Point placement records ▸
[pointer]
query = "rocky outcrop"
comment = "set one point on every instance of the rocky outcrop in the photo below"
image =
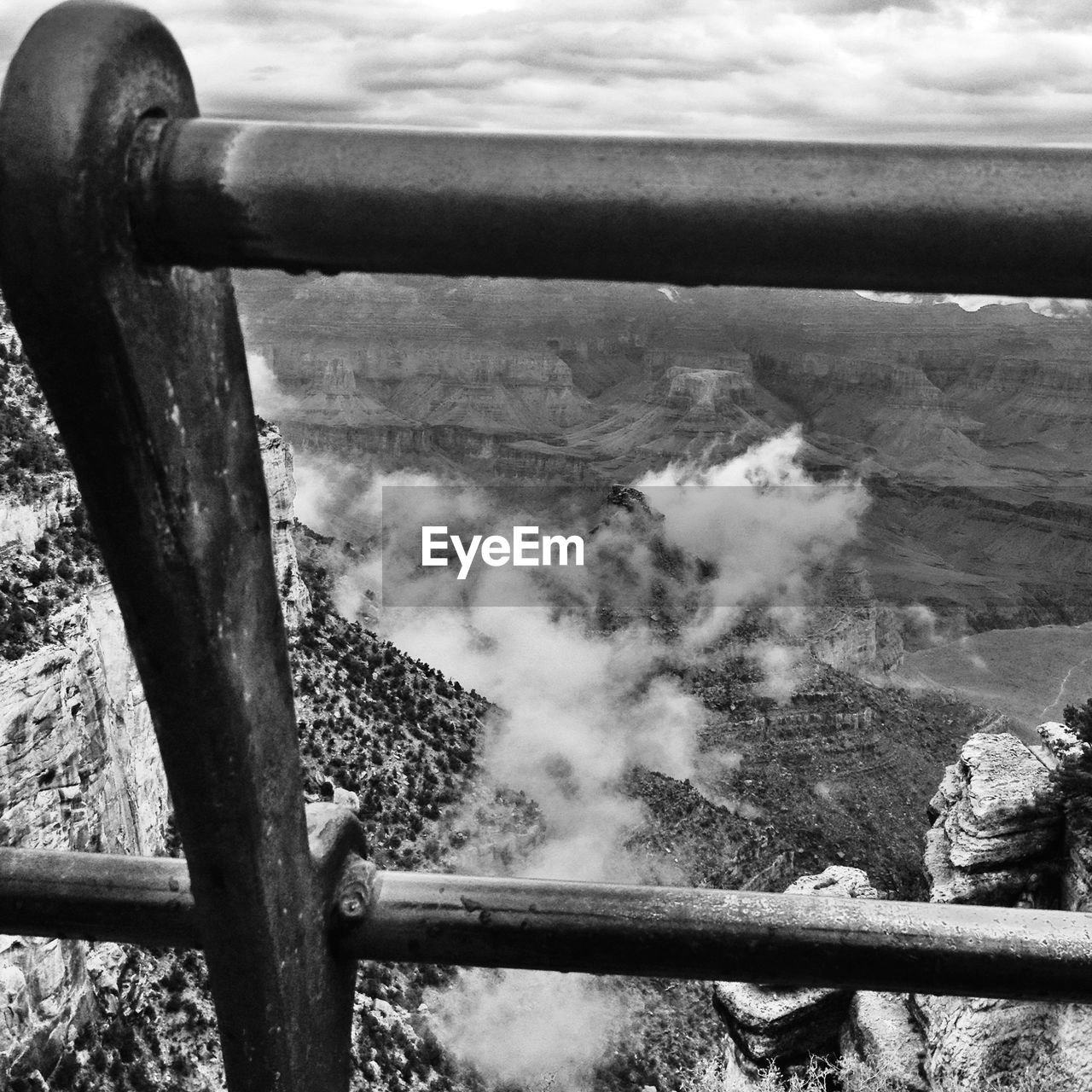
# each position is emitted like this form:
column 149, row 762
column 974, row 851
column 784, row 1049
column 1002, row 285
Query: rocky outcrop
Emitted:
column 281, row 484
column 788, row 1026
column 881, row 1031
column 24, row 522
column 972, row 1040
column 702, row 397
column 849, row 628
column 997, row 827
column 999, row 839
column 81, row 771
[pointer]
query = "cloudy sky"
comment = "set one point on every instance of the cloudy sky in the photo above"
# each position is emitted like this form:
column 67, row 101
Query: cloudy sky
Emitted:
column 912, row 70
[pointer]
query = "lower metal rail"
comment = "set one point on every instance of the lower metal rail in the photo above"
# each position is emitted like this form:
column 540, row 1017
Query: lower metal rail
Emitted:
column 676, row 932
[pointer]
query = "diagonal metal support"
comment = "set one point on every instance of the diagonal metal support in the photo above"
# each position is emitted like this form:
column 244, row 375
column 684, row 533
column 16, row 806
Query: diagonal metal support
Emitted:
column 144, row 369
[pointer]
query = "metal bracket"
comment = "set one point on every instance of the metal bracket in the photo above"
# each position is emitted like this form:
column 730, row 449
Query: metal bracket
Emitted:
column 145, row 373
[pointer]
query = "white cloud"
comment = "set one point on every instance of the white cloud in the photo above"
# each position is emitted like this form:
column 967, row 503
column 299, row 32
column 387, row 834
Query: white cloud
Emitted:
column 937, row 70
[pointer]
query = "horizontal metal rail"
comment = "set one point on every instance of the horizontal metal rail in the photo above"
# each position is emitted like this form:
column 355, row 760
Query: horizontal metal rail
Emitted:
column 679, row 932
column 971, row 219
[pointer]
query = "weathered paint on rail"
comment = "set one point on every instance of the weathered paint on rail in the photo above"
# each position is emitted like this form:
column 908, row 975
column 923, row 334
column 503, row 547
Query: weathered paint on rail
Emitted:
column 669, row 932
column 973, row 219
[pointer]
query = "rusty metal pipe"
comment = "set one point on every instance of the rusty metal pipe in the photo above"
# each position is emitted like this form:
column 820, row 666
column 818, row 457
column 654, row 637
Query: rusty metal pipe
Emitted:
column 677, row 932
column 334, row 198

Task requirements ▸
Every entry above should be duplicated exactly. Do not include the images.

The completed task ▸
[pointer]
query = "rocky outcrop"
comment = "set one point on every instance of the rocky outcrop in the photo below"
image =
# each position is emitted like this form:
column 149, row 762
column 974, row 851
column 784, row 1049
column 1002, row 285
Query: rocky outcrop
Emitted:
column 281, row 484
column 788, row 1026
column 881, row 1031
column 24, row 522
column 972, row 1040
column 702, row 397
column 849, row 628
column 997, row 827
column 999, row 839
column 81, row 771
[pointer]
query = "cloudy sky"
comment = "set one point on every instance of the cloudy sky in the photo above"
# each position is emitted like this form:
column 67, row 101
Query: cloudy sky
Emitted:
column 912, row 70
[pointer]
query = "lower metal rail"
comment = "set one point on every instance of the lower metal rail in the photo above"
# each position is emitted like this form:
column 540, row 1017
Query: lower metal rail
Emitted:
column 676, row 932
[pointer]
query = "diagonal metal support"
comment = "set one point on every instance of the diagonal metal support in the photo above"
# each position is emitted like this form:
column 244, row 375
column 684, row 533
column 16, row 806
Query: diagonal metal support
Emitted:
column 144, row 369
[pointer]
query = "metal bracket"
comment = "set one point on every instance of the metal bracket in the photo above"
# each position is emitted like this form:
column 730, row 449
Query: metal bracket
Emitted:
column 145, row 373
[pointer]
query = "white cloud"
comment = "set one point on every instance of the white cloud in the photo above"
# each position is emitted like this form:
column 967, row 503
column 299, row 32
column 387, row 834
Query: white cloud
Emitted:
column 937, row 70
[pointer]
query = "horizontal metal rail"
comment = "set one point on every instance of the horizontal metal rail in the photo above"
# each position is emitted like this form:
column 355, row 760
Query: horizontal metal rail
Emitted:
column 679, row 932
column 971, row 219
[pointer]
query = "weathered paint on rail"
comment = "set one point on every instance of the weathered paint on rail in the photo above"
# each position is emitted like this form:
column 908, row 975
column 923, row 334
column 503, row 547
Query: weathered paint on rail
Emitted:
column 669, row 932
column 973, row 219
[pointer]
query = "rusty metal pipe"
comment = "set one point on every instance of the rusty metal pipe in the photo above"
# each position is emitted like this form:
column 820, row 666
column 818, row 457
column 654, row 637
Query: rusty metal pipe
Emitted:
column 677, row 932
column 334, row 198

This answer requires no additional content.